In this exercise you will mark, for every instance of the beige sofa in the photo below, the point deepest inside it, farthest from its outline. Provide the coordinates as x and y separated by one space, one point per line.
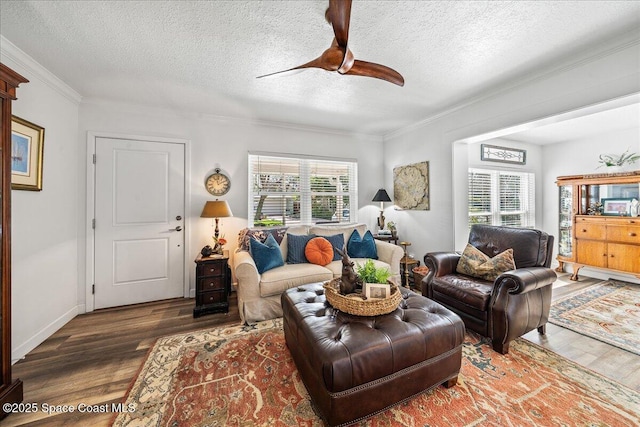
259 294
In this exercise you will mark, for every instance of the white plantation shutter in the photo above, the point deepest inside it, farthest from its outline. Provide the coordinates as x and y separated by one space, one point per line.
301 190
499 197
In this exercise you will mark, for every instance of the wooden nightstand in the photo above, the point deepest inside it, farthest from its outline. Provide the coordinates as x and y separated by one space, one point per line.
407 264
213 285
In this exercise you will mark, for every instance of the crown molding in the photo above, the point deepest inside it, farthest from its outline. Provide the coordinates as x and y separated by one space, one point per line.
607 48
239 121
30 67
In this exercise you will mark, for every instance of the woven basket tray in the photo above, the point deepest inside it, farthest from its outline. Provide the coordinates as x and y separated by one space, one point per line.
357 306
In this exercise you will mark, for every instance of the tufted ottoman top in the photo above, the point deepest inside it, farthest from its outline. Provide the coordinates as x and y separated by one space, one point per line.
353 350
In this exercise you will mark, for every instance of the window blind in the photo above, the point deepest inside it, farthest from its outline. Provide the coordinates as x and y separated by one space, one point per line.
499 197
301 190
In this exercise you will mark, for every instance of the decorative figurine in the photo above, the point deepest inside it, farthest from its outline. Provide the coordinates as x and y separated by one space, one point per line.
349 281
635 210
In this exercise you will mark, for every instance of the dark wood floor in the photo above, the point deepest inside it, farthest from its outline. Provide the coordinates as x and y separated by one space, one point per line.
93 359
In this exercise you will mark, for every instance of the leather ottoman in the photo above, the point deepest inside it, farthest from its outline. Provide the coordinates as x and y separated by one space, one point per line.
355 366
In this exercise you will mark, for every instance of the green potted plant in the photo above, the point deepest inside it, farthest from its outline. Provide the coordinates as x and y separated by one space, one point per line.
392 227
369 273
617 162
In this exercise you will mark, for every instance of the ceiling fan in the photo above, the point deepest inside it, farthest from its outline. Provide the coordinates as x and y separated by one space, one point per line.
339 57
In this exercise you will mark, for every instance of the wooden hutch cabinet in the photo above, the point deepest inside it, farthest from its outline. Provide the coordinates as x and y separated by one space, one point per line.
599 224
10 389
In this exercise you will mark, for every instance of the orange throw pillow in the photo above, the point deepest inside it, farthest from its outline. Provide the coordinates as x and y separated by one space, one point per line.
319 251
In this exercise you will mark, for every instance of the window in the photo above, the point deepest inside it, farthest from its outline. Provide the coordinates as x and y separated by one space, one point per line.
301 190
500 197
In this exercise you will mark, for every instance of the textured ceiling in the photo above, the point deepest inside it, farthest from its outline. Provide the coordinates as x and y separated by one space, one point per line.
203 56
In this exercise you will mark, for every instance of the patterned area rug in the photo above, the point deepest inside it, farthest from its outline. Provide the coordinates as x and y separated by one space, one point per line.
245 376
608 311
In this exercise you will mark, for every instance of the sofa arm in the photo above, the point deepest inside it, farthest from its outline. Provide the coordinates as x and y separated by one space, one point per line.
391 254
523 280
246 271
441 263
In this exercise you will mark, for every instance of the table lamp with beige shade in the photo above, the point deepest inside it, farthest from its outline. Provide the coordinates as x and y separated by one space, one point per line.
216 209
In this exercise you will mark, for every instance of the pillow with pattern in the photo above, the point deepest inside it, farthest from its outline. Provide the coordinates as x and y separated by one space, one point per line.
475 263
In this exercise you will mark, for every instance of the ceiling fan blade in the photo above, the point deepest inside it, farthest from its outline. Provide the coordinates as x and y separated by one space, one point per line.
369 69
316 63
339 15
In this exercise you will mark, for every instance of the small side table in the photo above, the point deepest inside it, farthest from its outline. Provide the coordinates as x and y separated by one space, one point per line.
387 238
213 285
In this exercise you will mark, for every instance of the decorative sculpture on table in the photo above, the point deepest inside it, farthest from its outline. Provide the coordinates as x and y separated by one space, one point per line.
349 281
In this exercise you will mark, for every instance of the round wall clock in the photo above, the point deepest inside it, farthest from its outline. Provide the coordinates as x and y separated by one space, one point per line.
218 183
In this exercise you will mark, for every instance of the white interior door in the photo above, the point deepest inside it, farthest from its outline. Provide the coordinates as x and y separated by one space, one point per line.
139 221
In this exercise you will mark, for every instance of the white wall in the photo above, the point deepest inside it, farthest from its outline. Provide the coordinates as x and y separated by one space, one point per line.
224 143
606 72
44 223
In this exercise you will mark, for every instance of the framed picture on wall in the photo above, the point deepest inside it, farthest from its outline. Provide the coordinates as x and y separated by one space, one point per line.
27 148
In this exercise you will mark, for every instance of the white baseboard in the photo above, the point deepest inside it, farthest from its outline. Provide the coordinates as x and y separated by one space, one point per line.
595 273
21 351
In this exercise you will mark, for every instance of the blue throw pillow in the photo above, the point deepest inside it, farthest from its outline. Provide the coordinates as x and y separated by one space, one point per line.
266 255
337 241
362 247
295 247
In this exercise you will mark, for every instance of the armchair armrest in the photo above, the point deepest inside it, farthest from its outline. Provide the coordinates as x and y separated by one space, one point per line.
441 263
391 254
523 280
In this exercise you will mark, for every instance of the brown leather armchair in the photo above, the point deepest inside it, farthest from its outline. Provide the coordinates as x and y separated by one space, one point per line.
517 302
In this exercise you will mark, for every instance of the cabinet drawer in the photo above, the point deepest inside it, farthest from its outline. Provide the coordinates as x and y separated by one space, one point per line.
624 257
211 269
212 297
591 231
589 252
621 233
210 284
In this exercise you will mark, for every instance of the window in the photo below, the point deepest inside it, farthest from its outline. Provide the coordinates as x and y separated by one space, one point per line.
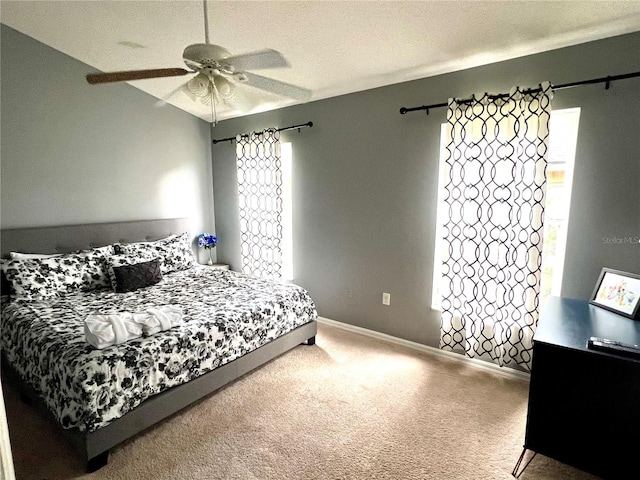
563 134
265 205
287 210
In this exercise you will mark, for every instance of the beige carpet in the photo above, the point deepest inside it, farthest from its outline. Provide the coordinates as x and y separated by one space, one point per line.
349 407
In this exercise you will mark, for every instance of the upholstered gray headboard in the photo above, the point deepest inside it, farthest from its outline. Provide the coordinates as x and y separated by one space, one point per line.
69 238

·····

Everything in the records must be returned exactly, except the pictures.

Expected output —
In this exercise you will mark, for every instance of the beige sofa in the photo below, the point deepest inside it, farthest from its outline. Provide the coordinates as x and y separated by one space, one point per line.
259 294
In this exercise you will mark, for every instance of the white plantation shutter in the photo above, the point deepest inside it, farthest from its outline. Provide the coordinates as x and y separated by one space, one point per line.
301 190
499 197
In this exercise you will mark, for every instance of the wooden nightstand in the photo above, the point deepest inside it, farthest from its outline. Provide the coordinates as x and y separated by one space, one point per line.
407 264
213 285
In this exercise you will mark, for every instance of the crown molding in the photo above, the point deepest inside it, farthest from its outline. Provide the coordinates as x and y separated by one space, one point per line.
607 48
239 121
30 67
In this exercise you will mark, for every instance of the woven basket tray in the photo above, the point deepest inside it, farthest from its outline. Provide the coordinates as x and y separated by one space, one point per line.
357 306
In this exercise you will mark, for every instance of the tufted ottoman top in the photo above, the point deepest inside it, farthest from its outline. Provide the coordinates as x and y separated by one space, one point per line.
353 350
In this exercise you will mark, for every instance of the window blind in the photo above, the point deepest inside it, farthest from its outline. Provide the coordinates as x and y separated by one space, one point per line.
499 197
301 190
In this exercise you will mark, for every instance of the decorative figurine in the photo above, the point deepest inside it, farthest from its outline. Provide the coordinates as x and y separated by one space, one point per line.
349 281
635 210
In this exercise you will mark, for every instance of the dark wood floor in the photo above, the point deepest inside it, farthest from its outline. Provide the coordinates as x and y separated by one space, one point per line.
93 359
In this exercise you will mark, for every instance of the leather ottoman in the photo above, the point deepest inside it, farthest from its outline. Provide the coordinates as x and y separated by one space, one point per line.
355 366
In this exercise you will mark, for every instance of the green potted plant in the photo above, the point deepest inside it, farthest from its outline. Provide the coordinates as x and y separated by one space, one point per line.
392 227
369 273
617 162
In this exercise you will mark, for every instance of the ceiling fan in the photo above, the point deepest inside it, farthest from its outline. Provide the coordinates as x and y separated by one space, one point per line.
339 57
In this exercise you will mark, for every instance of the wooden hutch cabinet in the photo above, the point deepest inside it, farthest from its outline. Provide the coordinates as x and y separated by one space, one point per line.
599 224
10 389
In this exercise you will mark, for every instance of the orange throw pillow in the photo above, the point deepest inside it, farthest from its outline. Provide the coordinates as x and y separated by one space, one point per line.
319 251
In this exercise you will mark, for every instance of the window in the photo above, the point deepest inside it, farthest from its outline. Provide the coordinates as x and y separated by one space, one point per line.
301 190
500 197
In this exercise you will mark, for every instance of the textured ceiling in the photo above, the point deepest inside it, farthest from its outline. Provide the coordinates as x and y separated by one space, one point per line.
203 56
In this exercise you will mark, for every instance of the patterned area rug in the photo above, the point deepest inside it, farthest from its outline. Provide the coordinates as x and y separated by one space, one point per line.
245 376
608 311
In this exercise you will mark, for every instance of the sofa arm in the photo above, the point deepest inside it, farthest from its outline. Provide the coordinates as x and y separated by one space, one point per line.
391 254
523 280
246 271
441 263
In this exercise you will mark, for every instance of the table lamp with beige shade in the photo above, the point deepest inside it, farthest from its outline. Provide the coordinates as x and y separated by one space, one point per line.
216 209
In this exercise you will mark, for every instance of the pillow with pattern in the photo above, the point deepest inside it, farthest from its outline. Provide the coordinates as x and y separated by one space, one point per line.
475 263
In this exercise you will mark, for every instance of the ceiling fan blade in the photo above, the point deepest inside it, farthest from its outline. Provide the coordinates as x and y separated by one space, one point per line.
369 69
316 63
339 15
In this exercise you will mark, for every instance of the small side table in the photo above, the point deepest inside it, farthest from its outline. Provide the coordinates as x and y separated by one space, one point per line.
387 238
213 285
In this exercise you will mark, for every instance of the decorative sculpture on table in the photo above, the point deepest inside it, farthest from its outline. Provide the coordinates as x and y separated by one space, one point per line.
349 281
In this exercise you will mark, for every instance of the round wall clock in the photo above, the point deepest inside it, farthest from its outline. Provide the coordinates as x and y separated by one space, one point per line.
218 183
In this exercise you will mark, for every instance of the white interior door in the photo above, the point deepest inside it, farthest from its outline. Provide the coordinates as x and y separated by one space, one point per line.
139 221
In this exercise you will mark, for every instance of the white wall in the photo above, the point deepest inside it, farthest from its outline. Provide the coordinates as x and y separated by one space, one point per line.
224 143
606 72
44 223
In this exercise you will mark, for every instance of the framed picture on wall in the photo above, the point deepest inside it, farthest from its outline. Provide the coordinates as x and y separated by one space, one point per line.
27 148
In this exercise you will mark, for every instance of the white baseboard in the photo above, the point deepest inside it, farthest from its outline. Provide the coordinates as x and y separated by one space, one point per line.
595 273
21 351
In this exercise you will mark, for every instance of the blue throw pillow in the photo above, the point deepest inside it, farthest from its outline. Provide the coordinates as x and y separated by one space, one point per line.
266 255
337 241
362 247
295 247
In this exercise you will mark, for every instance of the armchair armrest in the photo above, the point deepest inside it, farthest from its outline. Provide the coordinates as x and y separated by one space, one point per line.
441 263
391 254
523 280
In this exercise you will mark, for every instance of the brown leather armchair in the photo above, the point deepest inside it, farthest from its outline. Provide the coordinates as x and y separated by one space, one point per line.
517 302
In this exercise you will mark, for every instance of the cabinet drawer in the photo above, the point deepest inside it, farthest from its outline. Provide the coordinates as x and y separated by one space, one point per line.
624 257
211 269
212 297
591 231
589 252
621 233
210 284
In this exercise you will mark, for every instance of the window in the photo below, the point deepest inside it, farthest from its outline. Provide the coordinates as x and y separated by one space, one point per line.
563 134
265 205
287 210
In this exercise you will mark, for every instance of the beige carpet in the photo above, the point deepest inside it, farthest from its outline. Provide the coordinates as x and y separated by one space, one point per line.
349 407
In this exercise you will mark, for every instance of the upholstered gray headboard in the photo above, the point deepest inside it, farthest from its outline. Provide the coordinates as x and y separated by one space, one point per line.
69 238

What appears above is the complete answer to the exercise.